**Work task**
Print nothing but the lines below starting at the line that holds "pin the yellow-green" and ending at the line that holds "x=32, y=104", including both, each exactly as written.

**Data provided**
[Start of section]

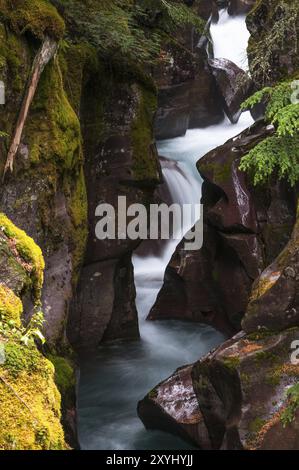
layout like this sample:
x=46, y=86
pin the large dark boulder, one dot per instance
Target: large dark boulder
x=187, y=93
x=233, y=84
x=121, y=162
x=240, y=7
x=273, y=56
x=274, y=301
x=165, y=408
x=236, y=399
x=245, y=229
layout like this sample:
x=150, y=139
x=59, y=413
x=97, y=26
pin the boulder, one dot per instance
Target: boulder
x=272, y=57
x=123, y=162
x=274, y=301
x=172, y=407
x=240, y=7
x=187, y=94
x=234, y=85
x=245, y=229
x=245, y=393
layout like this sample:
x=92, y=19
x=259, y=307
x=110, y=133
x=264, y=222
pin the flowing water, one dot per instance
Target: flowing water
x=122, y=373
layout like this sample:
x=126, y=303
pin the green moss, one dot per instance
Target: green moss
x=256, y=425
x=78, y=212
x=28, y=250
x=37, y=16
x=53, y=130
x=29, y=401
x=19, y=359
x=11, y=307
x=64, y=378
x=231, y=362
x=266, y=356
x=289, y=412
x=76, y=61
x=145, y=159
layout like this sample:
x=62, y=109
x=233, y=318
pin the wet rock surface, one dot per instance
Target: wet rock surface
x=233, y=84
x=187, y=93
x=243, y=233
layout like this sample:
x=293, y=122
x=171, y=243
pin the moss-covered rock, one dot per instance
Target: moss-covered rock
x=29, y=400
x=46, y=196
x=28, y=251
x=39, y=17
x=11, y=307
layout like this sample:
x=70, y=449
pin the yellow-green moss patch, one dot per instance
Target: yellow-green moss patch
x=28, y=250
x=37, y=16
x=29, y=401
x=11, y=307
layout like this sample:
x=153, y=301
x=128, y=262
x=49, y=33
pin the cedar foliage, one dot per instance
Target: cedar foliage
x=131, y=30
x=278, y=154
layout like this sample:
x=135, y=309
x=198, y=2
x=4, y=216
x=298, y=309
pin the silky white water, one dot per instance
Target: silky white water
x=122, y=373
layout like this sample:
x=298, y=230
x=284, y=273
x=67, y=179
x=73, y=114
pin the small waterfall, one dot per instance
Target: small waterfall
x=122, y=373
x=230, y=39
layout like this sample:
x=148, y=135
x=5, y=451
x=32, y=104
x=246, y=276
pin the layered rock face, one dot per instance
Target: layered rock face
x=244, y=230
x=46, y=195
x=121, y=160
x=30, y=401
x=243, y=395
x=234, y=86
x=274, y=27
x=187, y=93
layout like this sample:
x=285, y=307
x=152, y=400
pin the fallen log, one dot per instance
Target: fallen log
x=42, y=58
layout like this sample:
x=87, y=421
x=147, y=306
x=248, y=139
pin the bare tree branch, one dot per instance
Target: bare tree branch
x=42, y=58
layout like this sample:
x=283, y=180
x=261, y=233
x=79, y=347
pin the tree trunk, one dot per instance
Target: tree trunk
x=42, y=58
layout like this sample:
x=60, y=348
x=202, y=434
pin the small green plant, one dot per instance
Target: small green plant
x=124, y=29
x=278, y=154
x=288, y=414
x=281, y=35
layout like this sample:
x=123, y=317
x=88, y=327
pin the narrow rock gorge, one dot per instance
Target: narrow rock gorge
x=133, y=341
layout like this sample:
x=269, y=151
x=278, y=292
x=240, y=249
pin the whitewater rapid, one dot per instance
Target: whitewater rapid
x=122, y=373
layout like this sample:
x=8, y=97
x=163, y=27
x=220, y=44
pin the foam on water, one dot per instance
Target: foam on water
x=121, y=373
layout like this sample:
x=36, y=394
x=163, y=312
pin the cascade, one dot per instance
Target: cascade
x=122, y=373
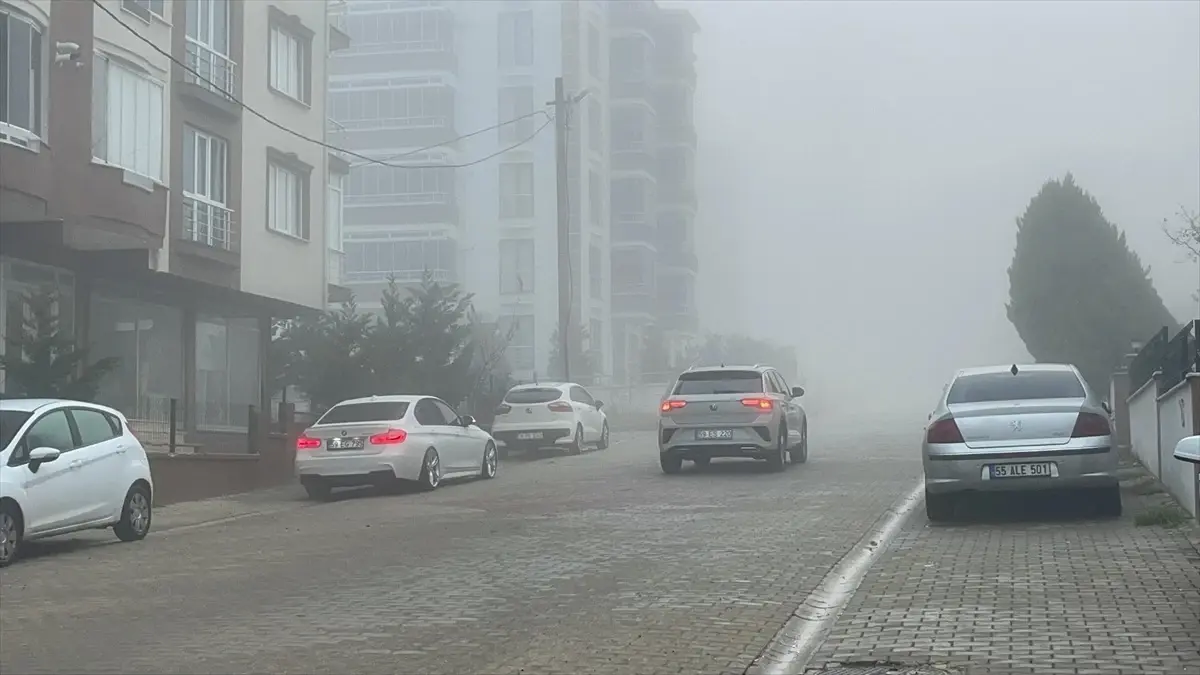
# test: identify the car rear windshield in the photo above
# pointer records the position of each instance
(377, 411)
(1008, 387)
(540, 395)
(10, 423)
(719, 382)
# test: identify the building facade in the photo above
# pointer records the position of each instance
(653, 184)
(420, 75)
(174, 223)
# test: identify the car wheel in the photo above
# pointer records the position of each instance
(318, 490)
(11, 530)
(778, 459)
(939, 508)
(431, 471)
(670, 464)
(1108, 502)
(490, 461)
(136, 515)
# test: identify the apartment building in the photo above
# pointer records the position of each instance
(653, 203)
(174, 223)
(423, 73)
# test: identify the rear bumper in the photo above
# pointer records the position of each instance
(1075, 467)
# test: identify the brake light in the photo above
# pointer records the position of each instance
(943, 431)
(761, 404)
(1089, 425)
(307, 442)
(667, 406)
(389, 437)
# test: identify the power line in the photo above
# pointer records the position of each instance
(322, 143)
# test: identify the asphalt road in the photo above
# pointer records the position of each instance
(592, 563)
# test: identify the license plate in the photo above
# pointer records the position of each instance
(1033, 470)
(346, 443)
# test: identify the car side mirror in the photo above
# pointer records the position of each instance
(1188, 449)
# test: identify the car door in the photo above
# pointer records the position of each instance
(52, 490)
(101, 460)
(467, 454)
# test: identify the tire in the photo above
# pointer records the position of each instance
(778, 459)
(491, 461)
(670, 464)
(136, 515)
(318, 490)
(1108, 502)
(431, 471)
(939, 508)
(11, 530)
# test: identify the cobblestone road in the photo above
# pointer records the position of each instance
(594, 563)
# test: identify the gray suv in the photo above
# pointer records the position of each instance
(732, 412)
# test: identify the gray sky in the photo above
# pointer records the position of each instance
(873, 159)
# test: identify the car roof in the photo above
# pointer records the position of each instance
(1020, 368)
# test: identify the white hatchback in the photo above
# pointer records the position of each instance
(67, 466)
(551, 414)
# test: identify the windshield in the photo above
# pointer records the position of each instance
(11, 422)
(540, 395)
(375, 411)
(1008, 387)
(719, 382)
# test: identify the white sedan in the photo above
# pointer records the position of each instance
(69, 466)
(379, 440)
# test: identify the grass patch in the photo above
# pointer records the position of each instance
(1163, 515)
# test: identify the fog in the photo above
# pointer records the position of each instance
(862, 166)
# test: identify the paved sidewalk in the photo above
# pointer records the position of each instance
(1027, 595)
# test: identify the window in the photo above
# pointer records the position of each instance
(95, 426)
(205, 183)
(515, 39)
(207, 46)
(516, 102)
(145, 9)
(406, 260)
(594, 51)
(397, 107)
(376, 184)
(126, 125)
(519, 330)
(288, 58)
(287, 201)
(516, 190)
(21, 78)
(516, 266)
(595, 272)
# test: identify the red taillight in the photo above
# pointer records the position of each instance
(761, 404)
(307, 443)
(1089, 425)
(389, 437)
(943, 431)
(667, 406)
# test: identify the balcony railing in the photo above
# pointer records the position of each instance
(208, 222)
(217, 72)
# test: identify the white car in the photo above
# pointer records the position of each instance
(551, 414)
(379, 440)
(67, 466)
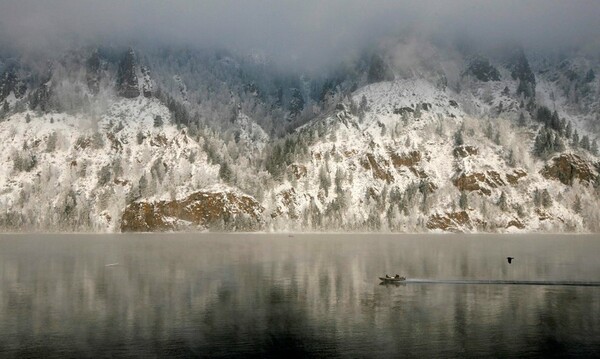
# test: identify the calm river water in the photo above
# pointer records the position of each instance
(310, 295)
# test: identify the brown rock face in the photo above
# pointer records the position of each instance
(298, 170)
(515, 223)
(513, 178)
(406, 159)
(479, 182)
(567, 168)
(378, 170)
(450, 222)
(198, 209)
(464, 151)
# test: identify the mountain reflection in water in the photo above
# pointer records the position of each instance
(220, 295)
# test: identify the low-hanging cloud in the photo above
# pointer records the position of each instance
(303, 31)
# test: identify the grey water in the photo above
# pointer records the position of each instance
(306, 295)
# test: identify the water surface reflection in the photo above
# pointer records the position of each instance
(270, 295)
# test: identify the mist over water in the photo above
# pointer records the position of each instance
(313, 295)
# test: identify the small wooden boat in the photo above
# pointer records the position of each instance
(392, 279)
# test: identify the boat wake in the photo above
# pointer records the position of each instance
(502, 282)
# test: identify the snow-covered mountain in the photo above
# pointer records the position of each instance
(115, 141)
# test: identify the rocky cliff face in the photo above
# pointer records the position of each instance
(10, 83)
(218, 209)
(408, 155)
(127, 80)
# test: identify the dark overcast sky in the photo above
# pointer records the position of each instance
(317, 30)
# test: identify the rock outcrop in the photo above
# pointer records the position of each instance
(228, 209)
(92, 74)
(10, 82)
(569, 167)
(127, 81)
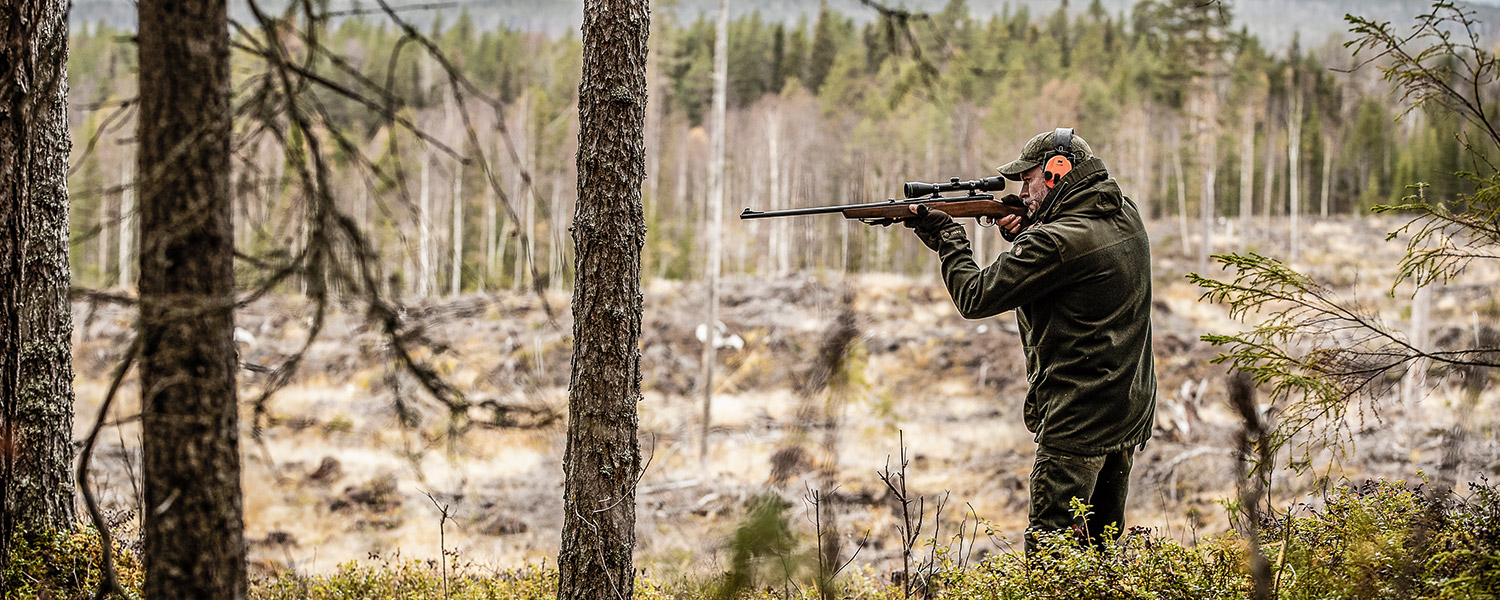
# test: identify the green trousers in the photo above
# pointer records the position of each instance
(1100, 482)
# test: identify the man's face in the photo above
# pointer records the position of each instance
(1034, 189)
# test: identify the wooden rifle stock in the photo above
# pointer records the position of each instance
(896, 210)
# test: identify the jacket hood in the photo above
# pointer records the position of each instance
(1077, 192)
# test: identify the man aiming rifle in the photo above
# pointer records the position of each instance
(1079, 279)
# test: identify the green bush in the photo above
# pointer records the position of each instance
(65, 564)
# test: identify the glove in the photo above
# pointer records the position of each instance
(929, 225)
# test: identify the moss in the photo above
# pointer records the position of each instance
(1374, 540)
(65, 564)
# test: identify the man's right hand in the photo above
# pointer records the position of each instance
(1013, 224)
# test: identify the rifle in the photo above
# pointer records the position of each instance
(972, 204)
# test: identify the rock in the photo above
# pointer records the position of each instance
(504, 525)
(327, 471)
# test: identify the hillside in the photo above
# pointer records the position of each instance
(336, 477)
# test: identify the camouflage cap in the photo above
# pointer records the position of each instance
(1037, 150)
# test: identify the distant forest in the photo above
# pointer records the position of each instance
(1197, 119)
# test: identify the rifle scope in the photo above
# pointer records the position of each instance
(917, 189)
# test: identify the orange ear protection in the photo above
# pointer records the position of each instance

[End of section]

**Reply**
pin the yellow-green moss patch, one dot per instance
Target: yellow-green moss patch
x=28, y=250
x=37, y=16
x=29, y=401
x=11, y=307
layout like this sample:
x=153, y=301
x=128, y=262
x=49, y=33
pin the cedar foliage, one dot per instance
Target: cedar foliage
x=131, y=30
x=278, y=154
layout like this sample:
x=135, y=309
x=198, y=2
x=4, y=216
x=298, y=309
pin the silky white water, one dot per instance
Target: silky white water
x=122, y=373
layout like this sample:
x=298, y=230
x=284, y=273
x=67, y=179
x=73, y=114
pin the small waterfall, one dot per instance
Target: small waterfall
x=122, y=373
x=230, y=39
layout like this sample:
x=148, y=135
x=5, y=451
x=32, y=104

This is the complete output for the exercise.